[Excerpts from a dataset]
------------------------

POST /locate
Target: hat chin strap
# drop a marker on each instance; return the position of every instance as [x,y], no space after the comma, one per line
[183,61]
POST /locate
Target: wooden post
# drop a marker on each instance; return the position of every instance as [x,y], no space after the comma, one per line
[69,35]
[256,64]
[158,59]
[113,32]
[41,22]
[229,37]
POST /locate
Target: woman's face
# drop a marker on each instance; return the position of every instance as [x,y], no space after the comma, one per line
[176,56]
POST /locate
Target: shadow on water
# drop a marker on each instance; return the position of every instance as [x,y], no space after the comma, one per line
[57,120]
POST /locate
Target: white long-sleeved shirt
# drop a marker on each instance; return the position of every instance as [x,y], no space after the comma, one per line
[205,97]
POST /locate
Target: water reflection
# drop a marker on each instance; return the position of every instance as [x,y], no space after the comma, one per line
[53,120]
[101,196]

------------------------

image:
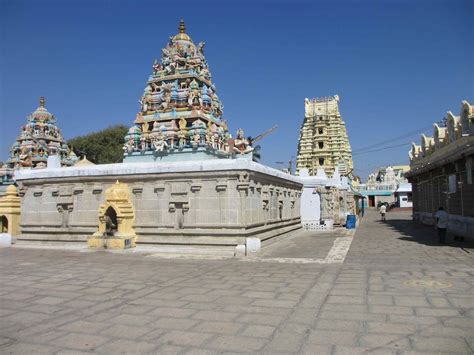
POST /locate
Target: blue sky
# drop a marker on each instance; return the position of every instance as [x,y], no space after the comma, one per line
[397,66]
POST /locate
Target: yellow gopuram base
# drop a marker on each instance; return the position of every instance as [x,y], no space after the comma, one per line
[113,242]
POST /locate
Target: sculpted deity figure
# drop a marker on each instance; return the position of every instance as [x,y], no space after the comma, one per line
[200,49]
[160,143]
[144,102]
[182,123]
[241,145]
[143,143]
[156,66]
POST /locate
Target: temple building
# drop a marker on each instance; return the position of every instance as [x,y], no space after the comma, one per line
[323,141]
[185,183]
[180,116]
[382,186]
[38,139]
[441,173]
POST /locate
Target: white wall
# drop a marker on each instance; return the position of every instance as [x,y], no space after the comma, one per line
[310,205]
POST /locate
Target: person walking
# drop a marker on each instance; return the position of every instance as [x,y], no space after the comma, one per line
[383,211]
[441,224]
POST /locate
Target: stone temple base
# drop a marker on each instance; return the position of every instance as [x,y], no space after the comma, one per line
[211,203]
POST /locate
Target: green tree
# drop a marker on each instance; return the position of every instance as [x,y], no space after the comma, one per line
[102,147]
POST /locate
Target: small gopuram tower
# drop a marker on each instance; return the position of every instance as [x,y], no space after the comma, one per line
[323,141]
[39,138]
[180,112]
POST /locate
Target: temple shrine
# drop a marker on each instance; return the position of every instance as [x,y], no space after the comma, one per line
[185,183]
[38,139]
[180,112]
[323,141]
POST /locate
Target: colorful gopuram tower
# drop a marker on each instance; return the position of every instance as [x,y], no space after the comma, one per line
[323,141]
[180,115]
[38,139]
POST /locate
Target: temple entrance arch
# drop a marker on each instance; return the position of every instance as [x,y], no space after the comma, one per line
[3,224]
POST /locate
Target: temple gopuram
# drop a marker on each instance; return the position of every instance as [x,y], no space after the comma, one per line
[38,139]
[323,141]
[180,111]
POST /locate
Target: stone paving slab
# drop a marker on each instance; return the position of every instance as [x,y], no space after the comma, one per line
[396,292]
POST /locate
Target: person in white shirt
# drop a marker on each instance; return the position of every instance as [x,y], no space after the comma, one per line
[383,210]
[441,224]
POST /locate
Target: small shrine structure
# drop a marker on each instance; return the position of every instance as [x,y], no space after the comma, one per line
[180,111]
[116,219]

------------------------

WORK TO COMPLETE :: Copy each line above where "temple" appears.

FINISHED EXERCISE ::
Target: temple building
Target: stone temple base
Target: temple shrine
Target: temple entrance arch
Target: temple gopuram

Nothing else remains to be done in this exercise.